- AIM -
Reproduce every line between the line holding "Could you confirm whether the white ceramic" and the line holding "[[193, 0, 309, 93]]", inclusive, leaving the wording unchanged. Scale each coordinate in the answers by 0.65 and round it to a whole number, with halves going up.

- THE RECORDS -
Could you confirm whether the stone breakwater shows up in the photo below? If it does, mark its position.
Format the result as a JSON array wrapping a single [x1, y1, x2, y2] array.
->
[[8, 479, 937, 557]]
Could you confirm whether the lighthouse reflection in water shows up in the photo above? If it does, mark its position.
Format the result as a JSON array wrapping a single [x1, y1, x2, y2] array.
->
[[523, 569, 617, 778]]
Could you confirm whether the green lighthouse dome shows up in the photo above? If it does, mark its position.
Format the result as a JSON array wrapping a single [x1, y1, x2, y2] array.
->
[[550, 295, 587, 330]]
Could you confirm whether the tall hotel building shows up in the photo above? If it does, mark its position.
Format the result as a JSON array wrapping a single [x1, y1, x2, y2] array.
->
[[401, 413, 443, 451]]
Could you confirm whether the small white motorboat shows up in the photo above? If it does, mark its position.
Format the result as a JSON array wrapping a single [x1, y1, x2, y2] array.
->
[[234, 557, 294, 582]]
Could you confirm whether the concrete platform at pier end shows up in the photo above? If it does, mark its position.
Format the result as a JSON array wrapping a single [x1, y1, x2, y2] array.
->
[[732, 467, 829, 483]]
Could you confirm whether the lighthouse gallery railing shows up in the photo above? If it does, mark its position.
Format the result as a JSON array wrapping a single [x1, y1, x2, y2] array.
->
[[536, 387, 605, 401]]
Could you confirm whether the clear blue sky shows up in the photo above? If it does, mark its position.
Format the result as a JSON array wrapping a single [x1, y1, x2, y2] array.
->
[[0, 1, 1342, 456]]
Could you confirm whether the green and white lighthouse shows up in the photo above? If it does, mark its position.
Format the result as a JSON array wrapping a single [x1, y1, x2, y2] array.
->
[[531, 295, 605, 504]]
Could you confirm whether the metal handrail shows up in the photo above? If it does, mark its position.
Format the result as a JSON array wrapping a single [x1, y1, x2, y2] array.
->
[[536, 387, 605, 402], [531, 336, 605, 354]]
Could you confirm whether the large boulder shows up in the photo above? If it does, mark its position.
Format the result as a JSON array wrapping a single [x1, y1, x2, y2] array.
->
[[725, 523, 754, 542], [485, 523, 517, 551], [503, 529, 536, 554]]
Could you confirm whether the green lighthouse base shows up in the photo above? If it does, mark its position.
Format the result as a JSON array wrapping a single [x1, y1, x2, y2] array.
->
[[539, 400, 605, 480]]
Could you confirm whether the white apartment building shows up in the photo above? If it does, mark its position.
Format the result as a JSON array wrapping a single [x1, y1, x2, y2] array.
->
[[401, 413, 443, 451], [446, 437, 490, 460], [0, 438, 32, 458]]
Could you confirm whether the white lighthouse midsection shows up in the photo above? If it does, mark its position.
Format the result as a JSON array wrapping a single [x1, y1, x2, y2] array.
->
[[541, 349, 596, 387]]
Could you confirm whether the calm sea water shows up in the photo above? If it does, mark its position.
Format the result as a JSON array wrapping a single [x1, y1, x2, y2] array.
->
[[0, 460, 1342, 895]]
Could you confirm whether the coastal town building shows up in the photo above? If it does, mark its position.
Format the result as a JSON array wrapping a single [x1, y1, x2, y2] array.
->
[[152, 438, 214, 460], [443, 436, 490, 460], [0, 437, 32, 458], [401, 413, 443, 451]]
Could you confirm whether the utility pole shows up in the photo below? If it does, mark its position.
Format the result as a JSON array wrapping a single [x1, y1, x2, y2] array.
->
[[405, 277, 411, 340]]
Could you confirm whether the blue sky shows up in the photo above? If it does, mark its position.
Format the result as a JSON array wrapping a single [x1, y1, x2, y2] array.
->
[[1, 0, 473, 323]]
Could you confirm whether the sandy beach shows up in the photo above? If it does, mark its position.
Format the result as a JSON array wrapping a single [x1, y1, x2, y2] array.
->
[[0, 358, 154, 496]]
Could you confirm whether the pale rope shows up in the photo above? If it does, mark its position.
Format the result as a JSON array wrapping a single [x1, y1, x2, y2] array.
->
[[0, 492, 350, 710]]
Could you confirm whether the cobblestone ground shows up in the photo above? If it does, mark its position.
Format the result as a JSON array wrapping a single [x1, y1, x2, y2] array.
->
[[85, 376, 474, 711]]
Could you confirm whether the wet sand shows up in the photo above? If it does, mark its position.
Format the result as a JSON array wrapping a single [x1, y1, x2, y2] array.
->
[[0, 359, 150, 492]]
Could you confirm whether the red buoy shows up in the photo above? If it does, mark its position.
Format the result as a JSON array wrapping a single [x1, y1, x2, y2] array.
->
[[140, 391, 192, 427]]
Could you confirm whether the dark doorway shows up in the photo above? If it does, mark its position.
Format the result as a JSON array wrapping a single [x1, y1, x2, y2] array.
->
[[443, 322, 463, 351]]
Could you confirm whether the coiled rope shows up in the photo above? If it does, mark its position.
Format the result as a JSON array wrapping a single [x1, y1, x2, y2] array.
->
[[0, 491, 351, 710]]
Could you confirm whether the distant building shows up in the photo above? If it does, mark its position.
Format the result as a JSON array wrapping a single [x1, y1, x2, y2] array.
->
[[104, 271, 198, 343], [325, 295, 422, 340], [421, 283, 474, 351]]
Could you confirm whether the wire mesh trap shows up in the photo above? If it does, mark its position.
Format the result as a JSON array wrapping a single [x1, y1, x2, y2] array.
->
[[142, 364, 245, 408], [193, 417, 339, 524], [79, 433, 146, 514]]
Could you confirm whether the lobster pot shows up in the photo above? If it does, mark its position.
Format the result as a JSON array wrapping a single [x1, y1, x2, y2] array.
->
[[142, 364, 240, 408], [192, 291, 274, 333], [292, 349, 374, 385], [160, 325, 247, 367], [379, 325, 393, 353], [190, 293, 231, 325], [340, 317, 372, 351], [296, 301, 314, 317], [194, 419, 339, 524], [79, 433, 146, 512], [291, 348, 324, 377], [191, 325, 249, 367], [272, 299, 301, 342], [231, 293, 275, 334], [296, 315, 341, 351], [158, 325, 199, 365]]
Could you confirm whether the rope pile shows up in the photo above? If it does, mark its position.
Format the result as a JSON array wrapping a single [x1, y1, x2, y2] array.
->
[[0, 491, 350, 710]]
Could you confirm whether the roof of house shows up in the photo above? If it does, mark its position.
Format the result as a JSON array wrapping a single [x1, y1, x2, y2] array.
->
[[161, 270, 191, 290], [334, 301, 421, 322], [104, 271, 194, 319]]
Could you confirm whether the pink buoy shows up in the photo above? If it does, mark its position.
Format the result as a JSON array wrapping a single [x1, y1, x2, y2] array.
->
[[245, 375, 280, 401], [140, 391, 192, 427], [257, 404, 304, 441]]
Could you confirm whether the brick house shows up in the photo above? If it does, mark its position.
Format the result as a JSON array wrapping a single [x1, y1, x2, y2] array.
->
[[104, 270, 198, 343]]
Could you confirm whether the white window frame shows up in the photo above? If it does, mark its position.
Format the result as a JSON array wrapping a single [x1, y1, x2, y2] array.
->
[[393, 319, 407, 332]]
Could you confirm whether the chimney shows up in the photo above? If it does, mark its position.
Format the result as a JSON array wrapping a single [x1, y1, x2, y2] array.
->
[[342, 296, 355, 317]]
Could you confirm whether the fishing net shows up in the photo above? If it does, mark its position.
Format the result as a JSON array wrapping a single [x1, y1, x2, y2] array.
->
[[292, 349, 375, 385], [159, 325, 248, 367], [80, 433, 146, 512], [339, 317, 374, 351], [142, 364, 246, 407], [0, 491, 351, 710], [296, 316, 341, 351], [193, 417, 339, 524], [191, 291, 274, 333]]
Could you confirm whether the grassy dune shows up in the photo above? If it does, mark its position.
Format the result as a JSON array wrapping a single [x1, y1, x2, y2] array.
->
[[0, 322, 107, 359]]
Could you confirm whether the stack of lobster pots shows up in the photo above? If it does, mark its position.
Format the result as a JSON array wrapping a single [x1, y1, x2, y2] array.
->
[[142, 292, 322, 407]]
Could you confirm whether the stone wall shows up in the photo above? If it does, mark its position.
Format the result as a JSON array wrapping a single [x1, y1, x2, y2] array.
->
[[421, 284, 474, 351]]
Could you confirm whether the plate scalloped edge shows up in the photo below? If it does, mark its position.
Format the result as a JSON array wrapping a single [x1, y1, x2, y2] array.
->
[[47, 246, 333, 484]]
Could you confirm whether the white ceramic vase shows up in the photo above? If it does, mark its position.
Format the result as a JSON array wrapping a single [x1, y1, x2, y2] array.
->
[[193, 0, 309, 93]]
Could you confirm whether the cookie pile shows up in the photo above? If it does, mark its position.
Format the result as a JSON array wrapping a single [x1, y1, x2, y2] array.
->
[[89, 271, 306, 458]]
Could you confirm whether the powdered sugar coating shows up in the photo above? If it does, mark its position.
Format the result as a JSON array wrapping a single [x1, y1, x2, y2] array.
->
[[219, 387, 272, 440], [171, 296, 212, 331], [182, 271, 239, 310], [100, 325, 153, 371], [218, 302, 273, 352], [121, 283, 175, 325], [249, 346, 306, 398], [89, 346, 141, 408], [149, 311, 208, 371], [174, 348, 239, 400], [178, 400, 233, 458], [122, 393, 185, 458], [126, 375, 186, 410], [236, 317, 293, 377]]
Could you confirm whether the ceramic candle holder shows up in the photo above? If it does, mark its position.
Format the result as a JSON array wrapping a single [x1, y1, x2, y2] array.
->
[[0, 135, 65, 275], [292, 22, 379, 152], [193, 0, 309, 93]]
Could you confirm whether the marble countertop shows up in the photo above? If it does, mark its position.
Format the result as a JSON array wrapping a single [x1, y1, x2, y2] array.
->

- CORRECT RESPONSE -
Could you confirm whether the white ceramic vase shows up in the photo above? If it does, mark its position.
Format the result as a JSON array wrapping a single [x1, y1, x2, y2] array.
->
[[125, 0, 201, 60]]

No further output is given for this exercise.